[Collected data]

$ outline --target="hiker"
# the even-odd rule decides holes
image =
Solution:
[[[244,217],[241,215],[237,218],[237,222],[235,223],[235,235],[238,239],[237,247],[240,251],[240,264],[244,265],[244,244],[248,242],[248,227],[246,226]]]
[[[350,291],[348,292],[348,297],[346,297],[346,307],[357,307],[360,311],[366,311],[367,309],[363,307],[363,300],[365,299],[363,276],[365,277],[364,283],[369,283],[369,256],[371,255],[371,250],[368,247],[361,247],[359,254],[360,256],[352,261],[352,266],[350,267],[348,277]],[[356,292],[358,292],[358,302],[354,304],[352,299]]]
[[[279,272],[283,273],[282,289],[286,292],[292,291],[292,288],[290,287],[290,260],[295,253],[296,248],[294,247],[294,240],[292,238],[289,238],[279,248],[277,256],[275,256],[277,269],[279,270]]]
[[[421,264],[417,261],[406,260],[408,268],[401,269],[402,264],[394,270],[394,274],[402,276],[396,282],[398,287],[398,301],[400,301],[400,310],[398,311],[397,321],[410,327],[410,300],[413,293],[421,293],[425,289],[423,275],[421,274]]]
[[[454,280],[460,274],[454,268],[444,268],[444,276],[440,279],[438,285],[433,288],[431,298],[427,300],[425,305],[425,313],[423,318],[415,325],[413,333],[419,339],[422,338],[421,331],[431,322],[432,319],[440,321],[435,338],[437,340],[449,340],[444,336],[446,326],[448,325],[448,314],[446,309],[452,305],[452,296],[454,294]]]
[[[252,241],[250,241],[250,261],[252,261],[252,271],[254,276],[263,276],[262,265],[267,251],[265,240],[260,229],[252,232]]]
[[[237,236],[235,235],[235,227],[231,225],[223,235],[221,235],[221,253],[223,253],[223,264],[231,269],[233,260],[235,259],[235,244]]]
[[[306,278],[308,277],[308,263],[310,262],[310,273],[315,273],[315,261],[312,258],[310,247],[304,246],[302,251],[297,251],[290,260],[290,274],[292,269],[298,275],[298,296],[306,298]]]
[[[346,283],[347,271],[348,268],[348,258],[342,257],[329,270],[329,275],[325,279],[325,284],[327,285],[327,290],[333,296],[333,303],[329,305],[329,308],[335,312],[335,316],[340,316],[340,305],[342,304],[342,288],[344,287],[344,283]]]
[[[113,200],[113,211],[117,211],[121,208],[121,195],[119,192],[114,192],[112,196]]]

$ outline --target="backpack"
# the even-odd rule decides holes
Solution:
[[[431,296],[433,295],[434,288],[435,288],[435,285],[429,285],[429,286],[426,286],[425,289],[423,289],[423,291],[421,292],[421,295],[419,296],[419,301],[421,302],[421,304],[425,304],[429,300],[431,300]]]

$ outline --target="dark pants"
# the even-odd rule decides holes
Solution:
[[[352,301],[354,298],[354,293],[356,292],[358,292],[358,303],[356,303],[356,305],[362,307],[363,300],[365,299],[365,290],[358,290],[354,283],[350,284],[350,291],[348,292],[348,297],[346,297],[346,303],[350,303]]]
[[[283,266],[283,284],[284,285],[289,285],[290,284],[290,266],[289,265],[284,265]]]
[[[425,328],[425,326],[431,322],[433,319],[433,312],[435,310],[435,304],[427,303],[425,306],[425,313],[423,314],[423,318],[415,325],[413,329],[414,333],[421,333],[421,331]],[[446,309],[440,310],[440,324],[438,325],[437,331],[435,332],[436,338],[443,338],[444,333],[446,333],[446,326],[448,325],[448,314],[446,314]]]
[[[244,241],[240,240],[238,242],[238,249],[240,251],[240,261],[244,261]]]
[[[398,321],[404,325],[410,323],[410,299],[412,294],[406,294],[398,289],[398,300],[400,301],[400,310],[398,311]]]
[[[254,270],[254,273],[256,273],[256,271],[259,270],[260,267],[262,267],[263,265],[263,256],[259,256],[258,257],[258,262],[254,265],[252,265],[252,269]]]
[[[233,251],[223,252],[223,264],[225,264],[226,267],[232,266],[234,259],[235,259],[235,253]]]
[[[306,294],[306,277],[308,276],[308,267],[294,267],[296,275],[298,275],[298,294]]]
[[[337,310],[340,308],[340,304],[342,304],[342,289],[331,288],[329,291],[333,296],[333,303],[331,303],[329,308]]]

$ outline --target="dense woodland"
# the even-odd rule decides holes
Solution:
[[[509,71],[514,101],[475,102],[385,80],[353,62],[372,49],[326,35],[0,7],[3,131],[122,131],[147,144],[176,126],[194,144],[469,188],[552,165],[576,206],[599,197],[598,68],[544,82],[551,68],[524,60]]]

#### WHAT TO PRODUCE
Look through the entries above and list every line containing "target".

#### RESULT
$ outline --target="hiker"
$ outline --target="backpack"
$ outline --target="dark pants"
$ outline --target="dense woodland"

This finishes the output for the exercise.